PROBLEM REQUIREMENTS
Give the passage on the Johnson & Johnson Scholars Award again between "The global awards" and "overall energy efficiency.", inclusive, switching "Ph.D" to "PhD".

TEXT PASSAGE
Nominations are open for the 2023 Johnson & Johnson Scholars Award programme that aims to develop female leaders and feed the talent pipeline.
The $150,000 and three-year mentoring award sponsors women at critical points in their research careers, in each of the disciplines: Science, Technology, Engineering, Manufacturing, Math and Design (STEM2D).
Johnson & Johnson’s goal is to “fuel the research passion of the awarded women and inspire career paths in their respective STEM2D fields. Johnson & Johnson is looking to identify global women leading in both their research fields and leading as mentors, to be a vision for girls and other women in STEM2D.”
The global awards will fund one woman per discipline who has completed her advanced degree and is working at an accredited academic university, institution or design school, such as a non-tenured assistant professor, assistant professor or associate professor.
Australia’s leading scientists have been previously well-recognised, including:
- Shayanti Mukherjee, Ph.D, Hudson Institute of Medical Research, won the 2021 engineering award for their work on advancing urogynaecological health using nanotechnology and 3D cellular bioprinting, helping to address unmet medical needs of up to 50 percent of childbearing women worldwide.
- Veronica Garcia-Hansen, Ph.D, Queensland University of Technology won the design award for their research in hospital lighting design to help improve health outcomes for patients and overall energy efficiency.

DATA EXCERPTS

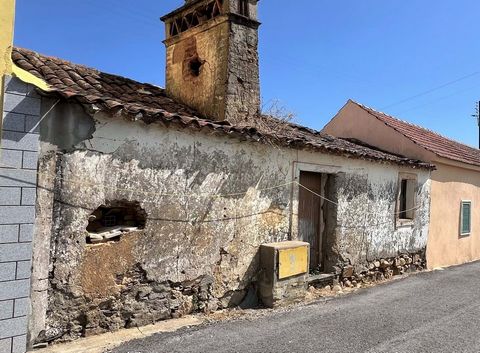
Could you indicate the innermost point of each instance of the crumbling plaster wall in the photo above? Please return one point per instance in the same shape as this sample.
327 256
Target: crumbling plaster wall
210 202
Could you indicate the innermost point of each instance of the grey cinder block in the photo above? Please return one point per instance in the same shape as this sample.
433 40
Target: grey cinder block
29 196
30 160
6 309
15 252
14 122
7 271
14 289
9 233
24 269
5 345
21 307
15 177
17 214
10 196
19 344
26 232
32 124
11 158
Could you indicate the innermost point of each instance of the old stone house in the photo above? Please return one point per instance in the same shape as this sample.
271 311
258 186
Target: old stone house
132 203
454 233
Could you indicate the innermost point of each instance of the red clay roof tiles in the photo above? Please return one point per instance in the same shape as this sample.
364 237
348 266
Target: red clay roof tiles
431 141
143 101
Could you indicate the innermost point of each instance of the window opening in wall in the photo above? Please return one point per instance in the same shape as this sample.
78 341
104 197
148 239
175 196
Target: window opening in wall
243 7
195 65
109 222
198 16
406 199
466 218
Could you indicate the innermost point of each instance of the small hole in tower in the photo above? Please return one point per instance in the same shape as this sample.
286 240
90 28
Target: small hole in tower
110 221
195 66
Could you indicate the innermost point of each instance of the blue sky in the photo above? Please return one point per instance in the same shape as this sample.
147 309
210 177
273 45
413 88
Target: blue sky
417 60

EXERCISE SOLUTION
The global awards will fund one woman per discipline who has completed her advanced degree and is working at an accredited academic university, institution or design school, such as a non-tenured assistant professor, assistant professor or associate professor.
Australia’s leading scientists have been previously well-recognised, including:
- Shayanti Mukherjee, PhD, Hudson Institute of Medical Research, won the 2021 engineering award for their work on advancing urogynaecological health using nanotechnology and 3D cellular bioprinting, helping to address unmet medical needs of up to 50 percent of childbearing women worldwide.
- Veronica Garcia-Hansen, PhD, Queensland University of Technology won the design award for their research in hospital lighting design to help improve health outcomes for patients and overall energy efficiency.